Task objective:
Rewrite all of the records below as a single numbered list, one line per item, skipping blank lines. Omit the pictures from your list.

Material provided:
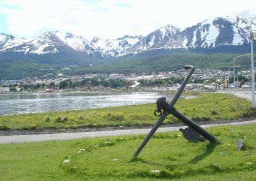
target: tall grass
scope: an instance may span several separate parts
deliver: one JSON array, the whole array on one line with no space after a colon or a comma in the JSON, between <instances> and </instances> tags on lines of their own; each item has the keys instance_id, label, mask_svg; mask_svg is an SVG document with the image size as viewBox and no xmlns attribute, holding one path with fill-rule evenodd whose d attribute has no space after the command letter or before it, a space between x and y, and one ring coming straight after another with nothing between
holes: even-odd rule
<instances>
[{"instance_id":1,"label":"tall grass","mask_svg":"<svg viewBox=\"0 0 256 181\"><path fill-rule=\"evenodd\" d=\"M168 100L170 102L171 100ZM175 107L195 121L233 120L255 116L246 99L222 94L201 94L191 99L179 99ZM0 130L63 129L83 127L154 125L156 104L111 107L0 117ZM178 122L170 115L163 124Z\"/></svg>"}]
</instances>

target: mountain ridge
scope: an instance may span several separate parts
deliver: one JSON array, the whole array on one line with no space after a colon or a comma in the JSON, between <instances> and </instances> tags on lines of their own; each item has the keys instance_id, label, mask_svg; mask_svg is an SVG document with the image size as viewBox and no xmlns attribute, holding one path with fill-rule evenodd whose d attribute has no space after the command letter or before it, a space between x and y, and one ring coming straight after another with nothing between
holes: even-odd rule
<instances>
[{"instance_id":1,"label":"mountain ridge","mask_svg":"<svg viewBox=\"0 0 256 181\"><path fill-rule=\"evenodd\" d=\"M73 62L73 64L92 66L113 58L147 54L153 50L203 53L236 51L236 47L243 50L250 43L250 17L237 16L218 17L183 29L168 24L145 36L125 35L116 40L95 36L88 41L71 33L47 31L34 40L26 40L1 33L0 61L13 55L13 60L19 57L39 63L52 61L65 65ZM256 30L255 23L252 25Z\"/></svg>"}]
</instances>

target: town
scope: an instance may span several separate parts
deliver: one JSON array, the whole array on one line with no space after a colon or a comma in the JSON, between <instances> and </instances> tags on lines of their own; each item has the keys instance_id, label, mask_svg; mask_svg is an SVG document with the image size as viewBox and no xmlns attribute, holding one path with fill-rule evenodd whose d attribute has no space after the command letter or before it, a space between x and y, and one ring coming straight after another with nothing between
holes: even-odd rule
<instances>
[{"instance_id":1,"label":"town","mask_svg":"<svg viewBox=\"0 0 256 181\"><path fill-rule=\"evenodd\" d=\"M148 72L140 74L92 74L67 76L58 74L52 78L26 77L15 80L0 80L0 92L141 90L164 91L177 90L189 72ZM235 80L235 81L234 81ZM214 70L196 69L186 90L227 90L250 89L251 71L233 69Z\"/></svg>"}]
</instances>

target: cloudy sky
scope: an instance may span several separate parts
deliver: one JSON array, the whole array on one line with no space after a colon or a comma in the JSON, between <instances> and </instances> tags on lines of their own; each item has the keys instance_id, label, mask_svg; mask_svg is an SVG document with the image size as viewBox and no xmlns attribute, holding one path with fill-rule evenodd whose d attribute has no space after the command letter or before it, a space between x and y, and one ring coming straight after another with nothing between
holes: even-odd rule
<instances>
[{"instance_id":1,"label":"cloudy sky","mask_svg":"<svg viewBox=\"0 0 256 181\"><path fill-rule=\"evenodd\" d=\"M115 39L235 15L255 17L255 0L0 0L0 33L35 38L59 31Z\"/></svg>"}]
</instances>

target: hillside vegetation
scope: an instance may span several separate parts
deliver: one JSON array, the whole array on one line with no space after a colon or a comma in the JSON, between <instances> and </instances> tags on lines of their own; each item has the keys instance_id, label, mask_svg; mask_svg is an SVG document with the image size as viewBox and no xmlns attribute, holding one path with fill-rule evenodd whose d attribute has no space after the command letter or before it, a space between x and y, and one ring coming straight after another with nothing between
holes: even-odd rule
<instances>
[{"instance_id":1,"label":"hillside vegetation","mask_svg":"<svg viewBox=\"0 0 256 181\"><path fill-rule=\"evenodd\" d=\"M256 124L207 128L222 141L196 143L180 131L1 145L2 180L255 180ZM246 150L237 150L238 139Z\"/></svg>"},{"instance_id":2,"label":"hillside vegetation","mask_svg":"<svg viewBox=\"0 0 256 181\"><path fill-rule=\"evenodd\" d=\"M52 73L52 76L59 73L65 75L84 75L86 73L129 73L143 72L168 72L184 68L185 64L191 64L196 68L225 69L233 66L233 59L238 54L202 54L188 52L168 53L161 54L141 54L135 56L124 56L112 60L105 60L92 66L71 66L70 70L61 70L60 65L54 62L39 64L22 60L15 62L8 61L0 62L1 79L20 78L24 76L38 76ZM239 54L241 55L241 54ZM74 57L75 58L75 57ZM67 64L69 66L70 64ZM249 69L250 56L236 60L236 65L240 69ZM38 71L40 68L53 68L53 70Z\"/></svg>"},{"instance_id":3,"label":"hillside vegetation","mask_svg":"<svg viewBox=\"0 0 256 181\"><path fill-rule=\"evenodd\" d=\"M170 102L171 100L167 100ZM246 99L223 94L202 94L179 99L177 109L195 122L234 120L256 115ZM42 130L153 126L155 103L92 110L0 116L0 130ZM169 115L163 124L179 122Z\"/></svg>"}]
</instances>

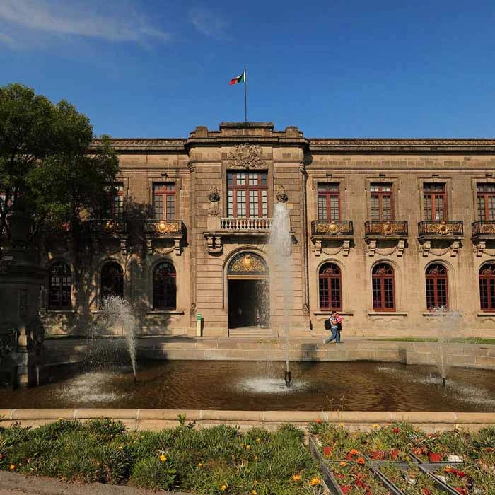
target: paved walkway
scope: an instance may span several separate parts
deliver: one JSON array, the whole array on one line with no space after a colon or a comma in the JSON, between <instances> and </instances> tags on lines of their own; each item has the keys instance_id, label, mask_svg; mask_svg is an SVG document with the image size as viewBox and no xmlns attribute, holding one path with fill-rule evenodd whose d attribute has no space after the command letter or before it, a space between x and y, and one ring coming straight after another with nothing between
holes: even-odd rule
<instances>
[{"instance_id":1,"label":"paved walkway","mask_svg":"<svg viewBox=\"0 0 495 495\"><path fill-rule=\"evenodd\" d=\"M125 486L93 483L75 484L45 477L0 471L0 495L191 495L183 492L150 491Z\"/></svg>"}]
</instances>

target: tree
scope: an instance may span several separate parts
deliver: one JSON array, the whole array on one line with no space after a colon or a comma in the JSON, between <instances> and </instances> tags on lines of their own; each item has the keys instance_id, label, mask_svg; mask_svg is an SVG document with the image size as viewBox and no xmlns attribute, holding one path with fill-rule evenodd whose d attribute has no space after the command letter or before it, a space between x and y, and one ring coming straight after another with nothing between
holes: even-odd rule
<instances>
[{"instance_id":1,"label":"tree","mask_svg":"<svg viewBox=\"0 0 495 495\"><path fill-rule=\"evenodd\" d=\"M21 84L0 87L0 235L13 209L29 213L33 235L47 222L74 223L94 211L115 181L110 139L93 141L89 119Z\"/></svg>"}]
</instances>

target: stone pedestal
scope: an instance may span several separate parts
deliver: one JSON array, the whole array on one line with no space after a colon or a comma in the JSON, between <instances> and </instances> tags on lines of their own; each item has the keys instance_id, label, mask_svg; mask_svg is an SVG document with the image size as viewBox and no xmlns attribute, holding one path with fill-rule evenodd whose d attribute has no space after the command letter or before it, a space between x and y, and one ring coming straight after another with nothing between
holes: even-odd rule
<instances>
[{"instance_id":1,"label":"stone pedestal","mask_svg":"<svg viewBox=\"0 0 495 495\"><path fill-rule=\"evenodd\" d=\"M29 217L14 211L8 223L11 249L0 259L0 374L14 387L30 387L42 381L45 330L38 313L45 270L27 257Z\"/></svg>"}]
</instances>

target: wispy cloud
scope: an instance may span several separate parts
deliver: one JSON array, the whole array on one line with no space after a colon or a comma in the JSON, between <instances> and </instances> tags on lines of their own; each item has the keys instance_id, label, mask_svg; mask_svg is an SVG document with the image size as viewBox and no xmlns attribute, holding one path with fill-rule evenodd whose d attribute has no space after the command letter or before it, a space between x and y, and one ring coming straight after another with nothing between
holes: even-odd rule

Solution below:
1. target: tall grass
2. scope: an instance may span several separate parts
3. deliver: one JSON array, the whole array on one line with no space after a colon or a comma in the JSON, between <instances> and </instances> tags on lines of their own; each item has the keys instance_id, label, mask_svg; mask_svg is an SVG document with the image size as viewBox and no xmlns attribute, holding one path with fill-rule evenodd whose d attribute has no space after the command letter or before it, a space between x and y, and one ring coming straight after another with nothing between
4. holes: even-odd rule
5. <instances>
6. [{"instance_id":1,"label":"tall grass","mask_svg":"<svg viewBox=\"0 0 256 181\"><path fill-rule=\"evenodd\" d=\"M168 100L170 102L171 100ZM175 107L195 121L233 120L255 116L246 99L222 94L201 94L191 99L179 99ZM0 130L63 129L83 127L154 125L156 104L111 107L0 117ZM178 122L170 115L163 124Z\"/></svg>"}]
7. </instances>
8. target: mountain ridge
9. scope: an instance may span several separate parts
10. deliver: one JSON array, the whole array on one line with no space after a colon or a comma in the JSON, between <instances> and </instances> tags on lines of their own; each item has the keys instance_id, label, mask_svg; mask_svg is an SVG document with the image size as viewBox and no xmlns attribute, holding one path with fill-rule evenodd whose d attribute has no space after the command letter or before it, a space between x and y, and one ring coming straight after another with nothing between
11. holes: even-odd rule
12. <instances>
13. [{"instance_id":1,"label":"mountain ridge","mask_svg":"<svg viewBox=\"0 0 256 181\"><path fill-rule=\"evenodd\" d=\"M73 62L73 64L92 66L113 58L147 54L153 50L203 53L236 51L236 47L243 50L250 43L250 17L237 16L218 17L183 29L168 24L145 36L125 35L116 40L95 36L88 41L71 33L47 31L34 40L26 40L1 33L0 61L13 55L13 60L19 57L39 63L52 61L65 65ZM256 30L255 23L252 25Z\"/></svg>"}]
14. </instances>
15. target: town
16. scope: an instance may span several separate parts
17. deliver: one JSON array, the whole array on one line with no space after a colon or a comma in the JSON, between <instances> and </instances> tags on lines of their own; each item has the keys instance_id, label, mask_svg; mask_svg is an SVG document with the image size as viewBox and no xmlns attribute, holding one path with fill-rule evenodd whose d attribute has no space after the command letter or before it, a space between x and y, and one ring coming straight after another with nothing between
18. holes: even-odd rule
19. <instances>
20. [{"instance_id":1,"label":"town","mask_svg":"<svg viewBox=\"0 0 256 181\"><path fill-rule=\"evenodd\" d=\"M148 72L140 74L92 74L67 76L58 74L52 78L26 77L15 80L0 80L0 92L141 90L164 91L177 90L189 72ZM235 80L235 81L234 81ZM214 70L196 69L186 90L227 90L250 89L251 71L233 69Z\"/></svg>"}]
21. </instances>
22. target: cloudy sky
23. scope: an instance may span several separate parts
24. deliver: one JSON array, the whole array on one line with no space after a colon or a comma in the JSON, between <instances> and </instances> tags on lines of their own; each item has the keys instance_id, label, mask_svg; mask_svg is an SVG document with the image size as viewBox and no xmlns attribute, holding one path with fill-rule evenodd whose d attribute has no space after the command letter or before it, a space between x and y, and one ring coming straight after another with nothing between
25. holes: even-odd rule
26. <instances>
27. [{"instance_id":1,"label":"cloudy sky","mask_svg":"<svg viewBox=\"0 0 256 181\"><path fill-rule=\"evenodd\" d=\"M115 39L235 15L255 17L255 0L0 0L0 33L35 38L59 31Z\"/></svg>"}]
28. </instances>
29. target: hillside vegetation
30. scope: an instance may span several separate parts
31. deliver: one JSON array, the whole array on one line with no space after a colon or a comma in the JSON, between <instances> and </instances> tags on lines of their own; each item has the keys instance_id, label, mask_svg; mask_svg is an SVG document with the image size as viewBox and no xmlns attribute, holding one path with fill-rule evenodd whose d attribute has no space after the command letter or before it, a space between x and y, and one ring coming straight after another with nothing between
32. holes: even-odd rule
33. <instances>
34. [{"instance_id":1,"label":"hillside vegetation","mask_svg":"<svg viewBox=\"0 0 256 181\"><path fill-rule=\"evenodd\" d=\"M256 124L207 128L222 141L196 143L180 131L1 145L2 180L255 180ZM246 150L237 150L238 139Z\"/></svg>"},{"instance_id":2,"label":"hillside vegetation","mask_svg":"<svg viewBox=\"0 0 256 181\"><path fill-rule=\"evenodd\" d=\"M52 73L52 76L59 73L65 75L84 75L86 73L129 73L143 72L168 72L184 68L185 64L191 64L196 68L225 69L233 66L233 59L238 54L202 54L188 52L168 53L161 54L141 54L135 56L124 56L112 60L105 60L92 66L71 66L70 70L61 70L60 65L54 62L39 64L22 60L15 62L8 61L0 62L1 79L20 78L24 76L38 76ZM239 54L241 55L241 54ZM74 57L75 58L75 57ZM67 64L69 66L70 64ZM249 69L250 56L236 60L236 65L240 69ZM38 71L40 68L53 68L53 70Z\"/></svg>"},{"instance_id":3,"label":"hillside vegetation","mask_svg":"<svg viewBox=\"0 0 256 181\"><path fill-rule=\"evenodd\" d=\"M170 102L171 100L167 100ZM246 99L223 94L202 94L179 99L177 109L195 122L234 120L256 115ZM42 130L153 126L155 103L92 110L0 116L0 130ZM169 115L163 124L179 122Z\"/></svg>"}]
35. </instances>
36. target: paved walkway
37. scope: an instance may span several separate parts
38. deliver: one JSON array, the whole array on one line with no space after a colon or a comma in the JSON, between <instances> and </instances> tags on lines of their own; each item has the keys instance_id, label, mask_svg; mask_svg is an SVG document with the image size as viewBox and no xmlns attribute, holding one path with fill-rule evenodd whose d attribute has no space after the command letter or before it, a space between x and y, and one ring coming straight after another with nothing between
39. holes: even-odd rule
40. <instances>
41. [{"instance_id":1,"label":"paved walkway","mask_svg":"<svg viewBox=\"0 0 495 495\"><path fill-rule=\"evenodd\" d=\"M125 486L93 483L75 484L45 477L0 471L0 495L191 495L183 492L150 491Z\"/></svg>"}]
42. </instances>
43. target: tree
44. scope: an instance may span several separate parts
45. deliver: one JSON array, the whole array on one line with no space after a colon or a comma in the JSON, between <instances> and </instances> tags on lines of their own; each item has the keys instance_id, label, mask_svg; mask_svg is an SVG document with the image size as viewBox and no xmlns attribute, holding one path with fill-rule evenodd whose d attribute has no space after the command letter or before it, a space between x and y, and one ring coming straight after another with nothing between
46. holes: even-odd rule
47. <instances>
48. [{"instance_id":1,"label":"tree","mask_svg":"<svg viewBox=\"0 0 495 495\"><path fill-rule=\"evenodd\" d=\"M21 84L0 87L0 235L13 209L29 213L33 235L47 222L74 223L94 211L115 181L110 139L93 141L89 119Z\"/></svg>"}]
49. </instances>
50. target: stone pedestal
51. scope: an instance may span several separate parts
52. deliver: one JSON array, the whole array on one line with no space after a colon or a comma in the JSON, between <instances> and </instances> tags on lines of their own; each item has the keys instance_id, label, mask_svg; mask_svg is an SVG document with the image size as viewBox and no xmlns attribute, holding one path with fill-rule evenodd whose d attribute has no space after the command letter or before it, a space between x and y, and one ring coming straight after another with nothing between
53. holes: even-odd rule
54. <instances>
55. [{"instance_id":1,"label":"stone pedestal","mask_svg":"<svg viewBox=\"0 0 495 495\"><path fill-rule=\"evenodd\" d=\"M29 217L14 211L8 223L11 249L0 259L0 374L14 387L30 387L42 381L45 330L38 313L45 270L27 257Z\"/></svg>"}]
56. </instances>
57. target: wispy cloud
58. scope: an instance may span several separate parts
59. deliver: one JSON array, the whole array on one line with no space after a colon or a comma in the JSON, between <instances> and </instances> tags on lines of their own; each item has the keys instance_id, label, mask_svg; mask_svg is an SVG document with the image size as viewBox and no xmlns attribute, holding one path with fill-rule evenodd whose d attribute has no space after the command letter or before it, a space between x and y, and one ring coming straight after another with nothing between
60. holes: even-odd rule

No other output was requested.